→ **Work required**
Edit the records below by replacing "parked car" with "stationary vehicle" and keeping everything else the same. Omit the pictures from your answer.

* Start Listing *

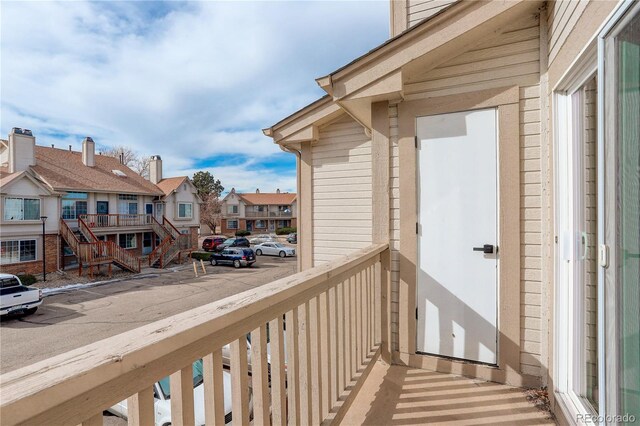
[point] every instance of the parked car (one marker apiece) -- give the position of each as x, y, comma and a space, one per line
233, 242
162, 398
274, 249
16, 297
262, 238
233, 256
212, 242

* End Listing *

→ **Expected answer**
[point] every instance of the stationary vehicle (one marker apiece) -- give the position of each as x, y, comma and a space, one per line
233, 242
162, 398
274, 249
16, 297
262, 238
233, 256
212, 242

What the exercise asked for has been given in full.